%%

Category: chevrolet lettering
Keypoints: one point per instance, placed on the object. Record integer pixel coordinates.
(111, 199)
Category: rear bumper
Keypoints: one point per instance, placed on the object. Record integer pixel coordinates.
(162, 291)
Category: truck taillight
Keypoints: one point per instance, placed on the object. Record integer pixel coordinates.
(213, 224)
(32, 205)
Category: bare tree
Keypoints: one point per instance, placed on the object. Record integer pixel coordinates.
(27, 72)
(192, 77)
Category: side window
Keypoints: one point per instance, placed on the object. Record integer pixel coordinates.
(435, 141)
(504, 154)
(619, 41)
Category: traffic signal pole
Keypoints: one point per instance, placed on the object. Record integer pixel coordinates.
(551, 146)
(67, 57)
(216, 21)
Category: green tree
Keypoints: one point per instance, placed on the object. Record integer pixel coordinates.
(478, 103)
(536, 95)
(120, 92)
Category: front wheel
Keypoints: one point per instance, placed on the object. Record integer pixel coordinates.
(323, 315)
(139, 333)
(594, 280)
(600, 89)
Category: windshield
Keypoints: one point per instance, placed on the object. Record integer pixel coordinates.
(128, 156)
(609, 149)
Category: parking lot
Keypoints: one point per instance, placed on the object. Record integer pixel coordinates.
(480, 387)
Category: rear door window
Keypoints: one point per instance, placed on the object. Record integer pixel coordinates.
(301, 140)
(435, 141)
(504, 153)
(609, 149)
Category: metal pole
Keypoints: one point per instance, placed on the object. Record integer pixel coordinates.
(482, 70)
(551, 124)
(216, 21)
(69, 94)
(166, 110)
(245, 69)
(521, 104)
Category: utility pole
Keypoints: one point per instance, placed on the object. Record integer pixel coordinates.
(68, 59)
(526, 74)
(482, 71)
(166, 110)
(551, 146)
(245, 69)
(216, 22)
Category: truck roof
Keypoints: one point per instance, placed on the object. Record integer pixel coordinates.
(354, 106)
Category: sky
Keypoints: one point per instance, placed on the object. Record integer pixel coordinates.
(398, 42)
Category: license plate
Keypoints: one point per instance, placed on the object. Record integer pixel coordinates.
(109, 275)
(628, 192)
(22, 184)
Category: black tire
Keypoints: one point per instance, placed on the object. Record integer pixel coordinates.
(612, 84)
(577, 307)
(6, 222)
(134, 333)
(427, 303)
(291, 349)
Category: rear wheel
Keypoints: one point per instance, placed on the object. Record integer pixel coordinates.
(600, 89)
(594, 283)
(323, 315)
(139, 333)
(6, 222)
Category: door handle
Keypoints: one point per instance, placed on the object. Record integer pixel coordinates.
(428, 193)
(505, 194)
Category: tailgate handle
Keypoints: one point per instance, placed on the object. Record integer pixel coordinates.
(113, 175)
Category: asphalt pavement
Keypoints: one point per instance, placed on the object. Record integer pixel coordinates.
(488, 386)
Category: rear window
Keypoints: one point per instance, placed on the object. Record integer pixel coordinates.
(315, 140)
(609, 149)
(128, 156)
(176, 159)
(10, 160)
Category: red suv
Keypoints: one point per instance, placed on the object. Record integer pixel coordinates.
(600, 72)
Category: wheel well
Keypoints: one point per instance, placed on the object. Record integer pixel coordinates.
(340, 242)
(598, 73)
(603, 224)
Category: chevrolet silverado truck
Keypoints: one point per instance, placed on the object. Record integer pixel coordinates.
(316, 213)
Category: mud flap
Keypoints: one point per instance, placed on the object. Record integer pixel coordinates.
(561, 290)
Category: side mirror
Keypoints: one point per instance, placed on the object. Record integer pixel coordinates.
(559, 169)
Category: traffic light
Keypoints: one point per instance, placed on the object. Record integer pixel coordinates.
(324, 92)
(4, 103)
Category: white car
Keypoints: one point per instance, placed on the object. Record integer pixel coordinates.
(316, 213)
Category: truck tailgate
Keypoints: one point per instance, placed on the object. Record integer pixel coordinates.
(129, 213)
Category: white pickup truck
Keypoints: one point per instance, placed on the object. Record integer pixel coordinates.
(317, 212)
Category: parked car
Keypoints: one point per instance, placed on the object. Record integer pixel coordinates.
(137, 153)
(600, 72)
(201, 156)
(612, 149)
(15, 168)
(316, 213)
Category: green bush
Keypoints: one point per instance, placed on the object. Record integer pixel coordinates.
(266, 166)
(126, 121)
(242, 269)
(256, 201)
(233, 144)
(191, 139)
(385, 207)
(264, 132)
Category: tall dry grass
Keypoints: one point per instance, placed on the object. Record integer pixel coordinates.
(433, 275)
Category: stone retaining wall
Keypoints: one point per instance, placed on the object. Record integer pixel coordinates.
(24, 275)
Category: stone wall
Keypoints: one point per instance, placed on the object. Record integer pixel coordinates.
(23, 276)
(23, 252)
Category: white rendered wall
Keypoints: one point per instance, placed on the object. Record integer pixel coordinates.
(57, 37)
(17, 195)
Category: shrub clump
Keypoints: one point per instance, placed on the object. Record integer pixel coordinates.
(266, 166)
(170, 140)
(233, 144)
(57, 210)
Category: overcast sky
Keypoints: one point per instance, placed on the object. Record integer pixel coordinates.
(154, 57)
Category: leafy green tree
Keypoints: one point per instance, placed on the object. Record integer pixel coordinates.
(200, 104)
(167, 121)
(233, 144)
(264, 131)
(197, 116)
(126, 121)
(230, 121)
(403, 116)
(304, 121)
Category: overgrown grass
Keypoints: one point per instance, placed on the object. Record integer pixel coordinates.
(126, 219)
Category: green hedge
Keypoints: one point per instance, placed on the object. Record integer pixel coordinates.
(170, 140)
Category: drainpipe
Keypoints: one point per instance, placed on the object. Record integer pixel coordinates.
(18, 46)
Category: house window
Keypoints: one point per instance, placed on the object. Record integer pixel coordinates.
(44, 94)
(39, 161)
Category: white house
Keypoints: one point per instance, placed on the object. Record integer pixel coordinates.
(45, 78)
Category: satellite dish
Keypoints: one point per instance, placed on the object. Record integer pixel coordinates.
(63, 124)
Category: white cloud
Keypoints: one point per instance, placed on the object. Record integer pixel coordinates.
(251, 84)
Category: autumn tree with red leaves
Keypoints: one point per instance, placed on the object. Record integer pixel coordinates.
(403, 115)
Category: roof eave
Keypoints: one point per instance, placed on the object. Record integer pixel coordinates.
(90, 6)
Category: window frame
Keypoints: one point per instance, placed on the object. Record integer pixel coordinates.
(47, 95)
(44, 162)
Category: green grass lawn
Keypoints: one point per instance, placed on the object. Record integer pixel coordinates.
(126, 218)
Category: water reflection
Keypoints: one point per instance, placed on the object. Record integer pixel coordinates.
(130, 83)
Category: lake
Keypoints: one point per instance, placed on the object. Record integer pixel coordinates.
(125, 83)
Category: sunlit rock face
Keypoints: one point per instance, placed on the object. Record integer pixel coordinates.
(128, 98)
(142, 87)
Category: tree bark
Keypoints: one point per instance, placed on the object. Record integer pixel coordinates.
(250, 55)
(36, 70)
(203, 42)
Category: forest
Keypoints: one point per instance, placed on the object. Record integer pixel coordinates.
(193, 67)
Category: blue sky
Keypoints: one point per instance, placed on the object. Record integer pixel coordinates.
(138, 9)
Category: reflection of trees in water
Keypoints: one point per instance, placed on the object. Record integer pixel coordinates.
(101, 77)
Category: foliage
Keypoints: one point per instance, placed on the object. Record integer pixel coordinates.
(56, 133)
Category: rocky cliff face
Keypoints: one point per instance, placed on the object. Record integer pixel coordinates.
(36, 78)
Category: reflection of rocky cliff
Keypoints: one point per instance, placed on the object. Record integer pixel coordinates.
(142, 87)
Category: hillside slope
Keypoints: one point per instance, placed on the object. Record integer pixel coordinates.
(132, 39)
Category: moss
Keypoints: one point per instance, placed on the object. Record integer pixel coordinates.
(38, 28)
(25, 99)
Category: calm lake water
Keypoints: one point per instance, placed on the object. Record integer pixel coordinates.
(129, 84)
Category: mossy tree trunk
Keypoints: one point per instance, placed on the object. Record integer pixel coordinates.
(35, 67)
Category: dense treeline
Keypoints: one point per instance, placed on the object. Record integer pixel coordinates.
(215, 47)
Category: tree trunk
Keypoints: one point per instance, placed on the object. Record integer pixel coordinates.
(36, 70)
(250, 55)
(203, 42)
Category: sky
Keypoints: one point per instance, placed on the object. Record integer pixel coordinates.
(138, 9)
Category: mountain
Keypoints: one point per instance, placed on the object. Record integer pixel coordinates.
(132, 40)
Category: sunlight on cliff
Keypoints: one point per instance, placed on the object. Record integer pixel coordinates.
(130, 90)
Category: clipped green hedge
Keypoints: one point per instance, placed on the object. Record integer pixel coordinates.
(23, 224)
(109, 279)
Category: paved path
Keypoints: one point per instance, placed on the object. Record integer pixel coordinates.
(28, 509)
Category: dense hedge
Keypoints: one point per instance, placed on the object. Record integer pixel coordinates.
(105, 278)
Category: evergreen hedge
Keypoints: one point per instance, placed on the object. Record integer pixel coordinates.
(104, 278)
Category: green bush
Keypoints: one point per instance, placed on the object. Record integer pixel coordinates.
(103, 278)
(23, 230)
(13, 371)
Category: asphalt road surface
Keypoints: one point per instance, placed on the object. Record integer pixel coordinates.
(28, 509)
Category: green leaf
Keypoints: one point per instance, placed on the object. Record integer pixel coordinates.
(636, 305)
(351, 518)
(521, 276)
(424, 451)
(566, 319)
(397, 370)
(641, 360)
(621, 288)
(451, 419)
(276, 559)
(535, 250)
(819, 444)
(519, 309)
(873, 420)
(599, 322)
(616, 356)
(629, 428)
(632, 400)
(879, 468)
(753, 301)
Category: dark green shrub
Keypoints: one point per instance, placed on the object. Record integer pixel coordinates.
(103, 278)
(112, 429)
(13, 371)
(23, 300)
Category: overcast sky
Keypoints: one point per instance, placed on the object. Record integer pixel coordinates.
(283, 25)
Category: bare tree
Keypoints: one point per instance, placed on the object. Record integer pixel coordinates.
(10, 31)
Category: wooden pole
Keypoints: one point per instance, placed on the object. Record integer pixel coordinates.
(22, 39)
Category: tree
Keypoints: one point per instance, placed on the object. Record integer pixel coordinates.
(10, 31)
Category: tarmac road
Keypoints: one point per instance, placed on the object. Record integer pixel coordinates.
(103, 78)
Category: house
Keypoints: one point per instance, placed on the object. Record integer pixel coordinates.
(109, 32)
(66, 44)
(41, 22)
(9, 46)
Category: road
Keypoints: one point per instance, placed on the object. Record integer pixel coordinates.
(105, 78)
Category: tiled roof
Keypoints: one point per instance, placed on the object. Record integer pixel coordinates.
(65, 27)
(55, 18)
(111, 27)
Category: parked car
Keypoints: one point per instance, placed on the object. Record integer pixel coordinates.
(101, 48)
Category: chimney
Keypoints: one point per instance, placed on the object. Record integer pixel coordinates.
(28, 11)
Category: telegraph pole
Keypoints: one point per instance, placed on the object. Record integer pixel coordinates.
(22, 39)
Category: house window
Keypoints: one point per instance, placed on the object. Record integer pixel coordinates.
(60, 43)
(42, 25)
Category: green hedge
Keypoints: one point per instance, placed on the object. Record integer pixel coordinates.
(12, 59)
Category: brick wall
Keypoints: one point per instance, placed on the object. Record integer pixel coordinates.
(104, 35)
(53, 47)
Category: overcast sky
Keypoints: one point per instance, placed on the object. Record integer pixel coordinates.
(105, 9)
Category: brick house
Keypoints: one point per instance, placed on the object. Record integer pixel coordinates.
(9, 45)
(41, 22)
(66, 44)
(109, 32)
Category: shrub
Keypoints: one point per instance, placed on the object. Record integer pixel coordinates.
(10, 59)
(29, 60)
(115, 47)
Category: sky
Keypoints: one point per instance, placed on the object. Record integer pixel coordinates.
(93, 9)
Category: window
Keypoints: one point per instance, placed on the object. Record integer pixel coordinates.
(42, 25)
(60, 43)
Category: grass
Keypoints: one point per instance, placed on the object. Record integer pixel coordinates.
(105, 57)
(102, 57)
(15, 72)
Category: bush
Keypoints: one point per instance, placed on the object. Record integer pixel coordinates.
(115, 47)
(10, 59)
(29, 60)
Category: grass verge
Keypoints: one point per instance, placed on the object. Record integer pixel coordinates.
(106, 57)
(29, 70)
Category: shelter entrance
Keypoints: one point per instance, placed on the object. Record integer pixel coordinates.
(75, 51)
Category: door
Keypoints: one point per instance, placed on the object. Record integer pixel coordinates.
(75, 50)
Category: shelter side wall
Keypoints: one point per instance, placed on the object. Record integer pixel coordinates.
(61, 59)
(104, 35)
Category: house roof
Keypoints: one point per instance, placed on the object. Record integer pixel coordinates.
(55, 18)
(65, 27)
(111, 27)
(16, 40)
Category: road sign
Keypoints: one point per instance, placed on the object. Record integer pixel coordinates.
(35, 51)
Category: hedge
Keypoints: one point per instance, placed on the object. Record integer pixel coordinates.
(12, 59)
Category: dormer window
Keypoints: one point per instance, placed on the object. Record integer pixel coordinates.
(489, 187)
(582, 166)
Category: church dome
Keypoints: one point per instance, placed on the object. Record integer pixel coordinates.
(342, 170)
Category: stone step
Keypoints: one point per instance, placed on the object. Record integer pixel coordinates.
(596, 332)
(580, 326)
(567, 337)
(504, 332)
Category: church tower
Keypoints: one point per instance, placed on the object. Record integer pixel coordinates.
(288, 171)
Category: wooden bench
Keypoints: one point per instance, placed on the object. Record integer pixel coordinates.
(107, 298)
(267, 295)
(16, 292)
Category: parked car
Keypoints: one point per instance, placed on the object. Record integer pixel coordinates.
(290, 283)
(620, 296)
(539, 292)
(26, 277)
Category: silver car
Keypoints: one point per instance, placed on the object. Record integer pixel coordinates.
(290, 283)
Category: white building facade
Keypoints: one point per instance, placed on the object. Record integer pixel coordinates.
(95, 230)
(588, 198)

%%

PROBLEM STATEMENT -> Copy exactly, and only, the lines from the one containing "Category: shelter entrance" through the last line of the listing.

RESPONSE ->
Category: shelter entrance
Keypoints: one point per instance, placed on the object. Record integer pixel coordinates.
(75, 51)
Category: door
Keypoints: one point per instance, placed on the object. Record integer pixel coordinates.
(75, 50)
Category: shelter side wall
Keypoints: one point per instance, placed on the object. Record integer pixel coordinates.
(61, 59)
(104, 35)
Category: house roof
Keypoints: one point per instance, placed on the object. Record integer pixel coordinates.
(55, 18)
(65, 27)
(111, 27)
(16, 40)
Category: road sign
Keypoints: one point per instance, placed on the object. Record integer pixel coordinates.
(35, 51)
Category: hedge
Keypoints: one point per instance, placed on the object. Record integer pixel coordinates.
(12, 59)
Category: dormer window
Keypoints: one point per instance, placed on the object. Record integer pixel coordinates.
(489, 187)
(582, 166)
Category: church dome
Keypoints: one point per instance, placed on the object. Record integer pixel coordinates.
(342, 170)
Category: stone step
Keypoints: one point per instance, placed on the object. Record integer pixel coordinates.
(596, 332)
(580, 326)
(567, 337)
(504, 332)
Category: church tower
Keypoints: one point per instance, placed on the object. Record integer pixel coordinates.
(288, 171)
Category: wooden bench
Keypoints: one point per instance, placed on the object. Record integer pixel coordinates.
(107, 298)
(267, 295)
(16, 292)
Category: parked car
Keypoints: one point per instance, placed on the object. Record integer pixel coordinates.
(290, 283)
(620, 296)
(539, 292)
(26, 277)
Category: silver car
Keypoints: one point per instance, placed on the object. Record integer pixel coordinates.
(290, 283)
Category: white building facade
Keypoints: one point per instance, placed on the object. Record integer pixel coordinates.
(95, 230)
(588, 198)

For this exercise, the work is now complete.